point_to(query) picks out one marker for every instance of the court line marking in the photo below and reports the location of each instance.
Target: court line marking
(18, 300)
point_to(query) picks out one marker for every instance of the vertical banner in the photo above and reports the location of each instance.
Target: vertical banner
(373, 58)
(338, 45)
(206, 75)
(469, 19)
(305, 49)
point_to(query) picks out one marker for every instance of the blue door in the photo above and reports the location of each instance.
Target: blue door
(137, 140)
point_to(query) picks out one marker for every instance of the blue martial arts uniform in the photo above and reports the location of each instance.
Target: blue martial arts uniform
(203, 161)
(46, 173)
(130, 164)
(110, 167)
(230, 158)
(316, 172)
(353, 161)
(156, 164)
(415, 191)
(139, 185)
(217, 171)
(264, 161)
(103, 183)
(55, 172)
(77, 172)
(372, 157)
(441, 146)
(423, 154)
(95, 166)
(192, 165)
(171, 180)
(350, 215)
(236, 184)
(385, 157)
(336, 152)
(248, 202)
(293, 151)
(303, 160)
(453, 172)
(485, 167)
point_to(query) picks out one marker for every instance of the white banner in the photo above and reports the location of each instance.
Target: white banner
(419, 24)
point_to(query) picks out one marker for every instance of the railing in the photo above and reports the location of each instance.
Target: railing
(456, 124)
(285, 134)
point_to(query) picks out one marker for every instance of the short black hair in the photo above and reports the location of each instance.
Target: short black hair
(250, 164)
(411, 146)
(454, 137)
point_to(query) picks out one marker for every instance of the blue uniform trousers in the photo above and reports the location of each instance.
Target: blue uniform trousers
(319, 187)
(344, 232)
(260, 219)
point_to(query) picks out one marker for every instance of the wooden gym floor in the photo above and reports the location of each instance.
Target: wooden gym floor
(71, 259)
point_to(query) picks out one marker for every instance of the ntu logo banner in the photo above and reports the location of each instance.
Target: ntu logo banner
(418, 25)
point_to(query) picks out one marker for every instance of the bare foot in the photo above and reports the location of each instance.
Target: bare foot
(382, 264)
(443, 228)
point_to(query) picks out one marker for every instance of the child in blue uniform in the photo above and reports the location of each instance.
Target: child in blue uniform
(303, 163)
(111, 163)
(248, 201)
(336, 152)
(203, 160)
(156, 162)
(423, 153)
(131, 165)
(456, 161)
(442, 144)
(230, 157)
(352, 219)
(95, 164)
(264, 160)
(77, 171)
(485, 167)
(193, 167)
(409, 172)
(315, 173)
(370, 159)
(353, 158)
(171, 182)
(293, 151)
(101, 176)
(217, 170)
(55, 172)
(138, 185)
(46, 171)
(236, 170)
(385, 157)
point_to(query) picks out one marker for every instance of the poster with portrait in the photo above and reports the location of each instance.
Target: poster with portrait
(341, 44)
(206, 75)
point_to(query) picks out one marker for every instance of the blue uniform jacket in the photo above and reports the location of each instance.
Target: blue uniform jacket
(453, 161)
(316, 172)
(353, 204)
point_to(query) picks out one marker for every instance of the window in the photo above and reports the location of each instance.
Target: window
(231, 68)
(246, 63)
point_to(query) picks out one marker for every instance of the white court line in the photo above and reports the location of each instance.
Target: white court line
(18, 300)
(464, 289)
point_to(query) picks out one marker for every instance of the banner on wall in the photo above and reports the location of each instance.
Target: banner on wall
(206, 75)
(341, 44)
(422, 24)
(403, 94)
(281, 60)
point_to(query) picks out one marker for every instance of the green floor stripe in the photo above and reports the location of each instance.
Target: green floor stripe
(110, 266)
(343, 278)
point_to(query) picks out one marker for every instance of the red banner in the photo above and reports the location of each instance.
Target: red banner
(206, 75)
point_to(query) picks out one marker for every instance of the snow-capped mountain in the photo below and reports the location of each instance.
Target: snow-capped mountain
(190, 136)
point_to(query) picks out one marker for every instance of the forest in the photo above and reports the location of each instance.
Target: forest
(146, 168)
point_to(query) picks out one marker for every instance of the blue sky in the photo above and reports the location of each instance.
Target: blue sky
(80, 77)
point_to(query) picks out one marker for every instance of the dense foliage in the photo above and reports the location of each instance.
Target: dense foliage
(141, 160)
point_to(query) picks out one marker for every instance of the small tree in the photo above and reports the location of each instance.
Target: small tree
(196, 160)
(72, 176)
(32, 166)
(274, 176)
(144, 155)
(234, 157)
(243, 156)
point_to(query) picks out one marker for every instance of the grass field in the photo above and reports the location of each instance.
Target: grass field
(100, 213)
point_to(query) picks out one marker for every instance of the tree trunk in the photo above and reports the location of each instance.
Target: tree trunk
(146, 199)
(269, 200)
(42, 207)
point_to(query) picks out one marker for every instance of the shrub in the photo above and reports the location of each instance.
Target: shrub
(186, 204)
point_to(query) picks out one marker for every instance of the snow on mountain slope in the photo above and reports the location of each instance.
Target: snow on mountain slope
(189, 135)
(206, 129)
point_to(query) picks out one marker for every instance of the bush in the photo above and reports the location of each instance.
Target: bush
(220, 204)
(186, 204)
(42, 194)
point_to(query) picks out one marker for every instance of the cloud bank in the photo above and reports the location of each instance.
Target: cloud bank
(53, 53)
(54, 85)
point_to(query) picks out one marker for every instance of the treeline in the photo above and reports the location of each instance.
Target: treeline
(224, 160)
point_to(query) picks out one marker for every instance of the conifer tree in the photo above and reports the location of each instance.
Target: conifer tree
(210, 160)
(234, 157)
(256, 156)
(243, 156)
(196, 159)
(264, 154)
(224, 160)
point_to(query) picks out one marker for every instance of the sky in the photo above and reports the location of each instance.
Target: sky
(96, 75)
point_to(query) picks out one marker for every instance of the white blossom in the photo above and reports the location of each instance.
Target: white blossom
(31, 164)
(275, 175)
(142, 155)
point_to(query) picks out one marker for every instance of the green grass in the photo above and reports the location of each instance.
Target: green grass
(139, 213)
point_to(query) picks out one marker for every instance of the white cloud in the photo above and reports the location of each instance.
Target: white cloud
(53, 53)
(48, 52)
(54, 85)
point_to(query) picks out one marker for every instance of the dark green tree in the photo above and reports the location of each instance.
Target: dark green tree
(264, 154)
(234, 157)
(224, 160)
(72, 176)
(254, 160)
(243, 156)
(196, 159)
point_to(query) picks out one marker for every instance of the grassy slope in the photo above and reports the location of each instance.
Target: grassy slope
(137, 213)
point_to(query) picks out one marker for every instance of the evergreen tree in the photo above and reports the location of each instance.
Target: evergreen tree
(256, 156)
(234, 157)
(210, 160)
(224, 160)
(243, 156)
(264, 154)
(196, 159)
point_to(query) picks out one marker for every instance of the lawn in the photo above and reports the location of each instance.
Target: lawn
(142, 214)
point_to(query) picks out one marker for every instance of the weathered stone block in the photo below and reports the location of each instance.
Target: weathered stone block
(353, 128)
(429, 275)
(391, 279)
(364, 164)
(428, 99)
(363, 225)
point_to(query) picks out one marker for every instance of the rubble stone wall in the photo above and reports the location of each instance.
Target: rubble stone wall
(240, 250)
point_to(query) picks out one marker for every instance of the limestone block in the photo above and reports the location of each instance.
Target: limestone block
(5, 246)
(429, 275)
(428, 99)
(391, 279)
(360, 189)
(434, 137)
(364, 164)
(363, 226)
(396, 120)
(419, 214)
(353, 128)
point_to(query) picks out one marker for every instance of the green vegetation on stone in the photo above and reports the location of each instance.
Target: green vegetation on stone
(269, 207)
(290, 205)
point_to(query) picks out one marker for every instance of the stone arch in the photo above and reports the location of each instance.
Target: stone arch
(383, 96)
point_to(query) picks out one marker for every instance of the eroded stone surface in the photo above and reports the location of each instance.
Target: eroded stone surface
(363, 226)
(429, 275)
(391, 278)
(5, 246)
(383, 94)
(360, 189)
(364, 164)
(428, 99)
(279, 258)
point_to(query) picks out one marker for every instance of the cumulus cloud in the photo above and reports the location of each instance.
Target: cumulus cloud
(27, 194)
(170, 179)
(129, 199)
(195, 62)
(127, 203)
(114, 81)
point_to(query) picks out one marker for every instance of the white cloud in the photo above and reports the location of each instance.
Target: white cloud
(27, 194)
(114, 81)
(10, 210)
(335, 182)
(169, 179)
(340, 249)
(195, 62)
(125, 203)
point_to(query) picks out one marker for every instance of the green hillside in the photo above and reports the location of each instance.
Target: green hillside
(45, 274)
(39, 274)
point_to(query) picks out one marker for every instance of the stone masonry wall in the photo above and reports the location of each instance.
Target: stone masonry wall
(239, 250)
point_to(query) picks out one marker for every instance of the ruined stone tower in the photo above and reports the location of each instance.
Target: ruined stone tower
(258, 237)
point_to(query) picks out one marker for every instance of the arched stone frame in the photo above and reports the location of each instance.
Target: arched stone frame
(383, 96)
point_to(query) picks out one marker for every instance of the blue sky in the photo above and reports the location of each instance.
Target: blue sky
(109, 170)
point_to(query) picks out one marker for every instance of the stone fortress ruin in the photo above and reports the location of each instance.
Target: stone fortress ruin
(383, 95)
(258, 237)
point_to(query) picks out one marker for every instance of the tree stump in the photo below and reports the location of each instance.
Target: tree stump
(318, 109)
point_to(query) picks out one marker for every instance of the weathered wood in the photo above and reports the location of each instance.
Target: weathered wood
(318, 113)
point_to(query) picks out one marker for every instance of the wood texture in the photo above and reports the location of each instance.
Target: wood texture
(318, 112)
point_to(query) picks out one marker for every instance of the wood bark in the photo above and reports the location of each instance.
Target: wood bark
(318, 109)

- _WHAT IS EXPECTED_: From the line holding "the tree stump" down to the final line above, quote every line exactly and only those lines.

- _OUTPUT FOR THIS TASK_:
point_to(query) picks out one marker for every instance of the tree stump in the photo below and reports the location of each instance.
Target: tree stump
(318, 109)
point_to(query) picks out one marker for every instance of the weathered wood in the photo above and reports the location of each instance.
Target: weathered wood
(318, 113)
point_to(query) picks out one marker for every instance of the wood texture in the photo above and reports the location of each instance.
Target: wood texture
(318, 112)
point_to(query) picks out one marker for every instance of the wood bark in the photo above and reports the location of each instance.
Target: wood bark
(318, 109)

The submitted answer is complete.